__DATA LISTING__:
——

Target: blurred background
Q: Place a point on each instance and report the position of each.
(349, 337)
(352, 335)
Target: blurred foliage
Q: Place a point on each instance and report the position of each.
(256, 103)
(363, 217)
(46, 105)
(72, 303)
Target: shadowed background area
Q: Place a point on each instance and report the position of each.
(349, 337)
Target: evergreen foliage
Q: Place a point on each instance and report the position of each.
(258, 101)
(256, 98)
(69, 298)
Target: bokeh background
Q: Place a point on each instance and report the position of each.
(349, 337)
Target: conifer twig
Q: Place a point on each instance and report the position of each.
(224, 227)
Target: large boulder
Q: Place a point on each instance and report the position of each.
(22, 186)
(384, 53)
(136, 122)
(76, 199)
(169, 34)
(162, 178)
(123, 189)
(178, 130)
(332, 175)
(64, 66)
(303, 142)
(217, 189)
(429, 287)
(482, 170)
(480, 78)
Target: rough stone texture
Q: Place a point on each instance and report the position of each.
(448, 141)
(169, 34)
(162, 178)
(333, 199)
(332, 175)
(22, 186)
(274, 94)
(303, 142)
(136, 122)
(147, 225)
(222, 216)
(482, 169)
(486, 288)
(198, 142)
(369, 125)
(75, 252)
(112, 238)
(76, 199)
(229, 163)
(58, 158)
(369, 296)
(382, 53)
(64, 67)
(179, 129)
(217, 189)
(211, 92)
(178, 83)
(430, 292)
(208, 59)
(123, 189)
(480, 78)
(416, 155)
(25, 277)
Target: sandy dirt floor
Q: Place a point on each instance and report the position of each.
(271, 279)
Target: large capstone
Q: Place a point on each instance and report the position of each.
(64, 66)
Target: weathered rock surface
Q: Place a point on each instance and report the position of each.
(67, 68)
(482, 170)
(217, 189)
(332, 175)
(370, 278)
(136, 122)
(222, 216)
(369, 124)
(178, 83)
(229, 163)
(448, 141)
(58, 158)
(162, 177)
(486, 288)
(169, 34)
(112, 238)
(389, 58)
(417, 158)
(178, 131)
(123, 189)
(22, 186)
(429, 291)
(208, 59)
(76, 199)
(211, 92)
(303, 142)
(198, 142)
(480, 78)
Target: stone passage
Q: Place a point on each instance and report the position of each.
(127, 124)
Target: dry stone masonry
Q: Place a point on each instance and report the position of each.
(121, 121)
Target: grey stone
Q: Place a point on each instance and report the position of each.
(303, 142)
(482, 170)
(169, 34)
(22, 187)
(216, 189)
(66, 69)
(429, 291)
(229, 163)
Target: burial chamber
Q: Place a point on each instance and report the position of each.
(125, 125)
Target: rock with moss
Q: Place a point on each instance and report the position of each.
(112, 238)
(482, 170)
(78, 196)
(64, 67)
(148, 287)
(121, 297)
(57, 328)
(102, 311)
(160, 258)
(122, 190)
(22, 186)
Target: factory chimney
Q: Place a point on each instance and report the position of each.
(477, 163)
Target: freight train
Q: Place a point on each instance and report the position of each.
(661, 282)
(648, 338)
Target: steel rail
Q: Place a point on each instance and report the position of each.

——

Could you rewrite the lines from the one containing "Target: rock with moss" through the end of the material, both included, replacing "instance" with "occurrence" and leaving everything else unchanged?

Target: rock with moss
Q: Place a point on each occurrence and report the position of each.
(112, 238)
(482, 170)
(78, 196)
(64, 67)
(148, 287)
(121, 297)
(57, 328)
(102, 311)
(160, 258)
(122, 190)
(22, 186)
Target: factory chimney
Q: Place a point on each occurrence and report the position of each.
(477, 163)
Target: freight train
Q: Place a point on each occurrence and report the position of each.
(661, 282)
(648, 338)
Target: steel rail
Q: Place a point on each occurrence and report the position of each.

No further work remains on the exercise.